But these trials are still risky, there is no sufficient rescue treatment if participants get sick, and there is uncertainty whether results in 18-30-year-olds would even be applicable to older people or those with underlying conditions.

But when society can’t wait for people to present with the disease, challenge trials are justified, says Dr Peter Openshaw, professor of experimental medicine at Imperial College London, director of the Human Challenge Consortium (HIC-Vac) and co-investigator for the January study: “No one wants to do these trials if we can find other ways to find the answers, but it is important to find rapid progress in tackling this pandemic, so it is valid to do these trials in the near future.”

So, these trials might be justified right now, but would you take part? Sean McPartlin thinks it’s a no-brainer. The 22-year-old Oxford graduate, originally from Dublin, says the risk for someone his age is worth it.

If he’s going to get Covid, he says, it should be for the greater good. “Am I more worried about getting the virus in a controlled challenge trial setting or in my day-to-day life? No. Am I worried about getting the virus at all? Yes.”

He says the risk of getting sick is there as soon as we walk out the front door. “We all might get this virus just from queuing for the bank or at the supermarket. But if I get exposed in a challenge trial then that can help people and gather information that can be helpful to prevent others from getting sick. If I get sick now before these studies go ahead, it will be for nothing.”

Another volunteer, 25-year-old PhD student Chris Holdsworth, says the second wave hitting Europe shows how important these trials are now. “Even if you haven’t got sick from Covid, everyone’s lives have been battered by this virus. We can’t live with Covid without a vaccine. The idea that we can is rubbish – the second wave shows that. This is why I want to take part in a challenge trial. If I’m low risk and the payoff is massive, it makes sense to put myself forward.”

But the risks are very real, and it’s not just the slim chance of contracting severe Covid or even death. ‘Long Covid’, a relatively new condition with debilitating effects that last months, is random and not properly understood.

Meanwhile, experts don’t yet know if there could be an increased risk of other diseases or complications from the virus years down the line. On top of that, the experimental vaccines, despite being tested as safe, could still produce rare and unknown side effects.

Meet the Men Volunteering to be Infected with Covid-19 | Men's Fitness UK

Careful consideration

Dr Openshaw says the biggest priority is the safety of volunteers. “There is a risk, and volunteers are appraised of the risks, but we are taking a cautious approach by only accepting 18-30-year-olds with no accompanying risk factors.”

The first stage to find the appropriate lowest virus dose is perhaps the riskiest part of these studies, but Openshaw says participants will be treated with an antiviral drug so the disease does not develop: “The risk of harm is very small indeed and, in a way, under this very controlled trial, there is a reduced risk of complications from the disease.

“If I was of the age and eligible, I would take part. My children are over the age of 30, but I wouldn’t hesitate that they put themselves forward.”

But he adds a warning to anyone considering signing up: read the small print and don’t do it for the money. The men that Men’s Fitness spoke to all agree, saying they aren’t taking part because of the £4,000 or so they might get as compensation for their time and inconvenience.

“I don’t think there should be any compensation at all,” says McPartlin, who believes being incentivised by the benefits to society should be sufficient.

WHAT IS A CHALLENGE TRIAL?

  • Volunteers are deliberately exposed to the coronavirus that causes Covid-19.
  • Only healthy people aged between 18 and 30 who haven’t previously been infected with Covid are eligible.
  • There are two stages: 1) dosing study in volunteers to find the lowest appropriate dose of the virus; 2) volunteers are vaccinated with an experimental vaccine and infected with the appropriate virus dose.
  • Challenge trials accelerate vaccine development by getting efficacy data without waiting for volunteers to get naturally infected.

○ ○ ○ ○ ○

The task: From the challenge-trial article, extract word for word the passage that begins at the words "But these trials" and stops after the words "with underlying conditions.". The entries after this point are separate material, unrelated to the article on Covid-19 challenge trials.

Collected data
○ ○ ○ ○ ○

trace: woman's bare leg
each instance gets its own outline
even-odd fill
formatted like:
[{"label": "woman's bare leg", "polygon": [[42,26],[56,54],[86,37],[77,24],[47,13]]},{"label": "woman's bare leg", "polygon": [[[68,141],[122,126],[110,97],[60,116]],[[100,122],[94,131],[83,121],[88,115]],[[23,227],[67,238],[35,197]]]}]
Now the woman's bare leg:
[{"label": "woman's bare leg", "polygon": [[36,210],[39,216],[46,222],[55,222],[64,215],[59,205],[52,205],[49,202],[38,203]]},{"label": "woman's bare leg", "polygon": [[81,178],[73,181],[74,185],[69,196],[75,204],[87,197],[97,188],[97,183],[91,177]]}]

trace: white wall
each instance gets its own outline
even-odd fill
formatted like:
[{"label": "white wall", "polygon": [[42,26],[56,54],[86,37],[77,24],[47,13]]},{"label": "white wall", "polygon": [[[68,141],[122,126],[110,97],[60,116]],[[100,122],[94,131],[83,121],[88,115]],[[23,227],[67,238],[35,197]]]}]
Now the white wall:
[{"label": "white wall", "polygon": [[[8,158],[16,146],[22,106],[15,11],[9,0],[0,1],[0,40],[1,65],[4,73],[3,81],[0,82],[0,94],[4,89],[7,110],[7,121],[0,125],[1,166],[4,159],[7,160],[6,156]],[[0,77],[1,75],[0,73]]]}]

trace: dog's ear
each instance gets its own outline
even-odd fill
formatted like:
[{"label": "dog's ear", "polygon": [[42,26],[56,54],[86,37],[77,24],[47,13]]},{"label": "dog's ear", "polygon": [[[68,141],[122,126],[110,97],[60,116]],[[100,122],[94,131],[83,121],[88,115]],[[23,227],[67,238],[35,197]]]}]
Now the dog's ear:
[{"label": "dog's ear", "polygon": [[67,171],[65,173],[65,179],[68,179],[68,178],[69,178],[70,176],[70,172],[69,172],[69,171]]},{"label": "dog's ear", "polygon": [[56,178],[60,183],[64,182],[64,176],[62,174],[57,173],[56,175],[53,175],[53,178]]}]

○ ○ ○ ○ ○

Written solution:
But these trials are still risky, there is no sufficient rescue treatment if participants get sick, and there is uncertainty whether results in 18-30-year-olds would even be applicable to older people or those with underlying conditions.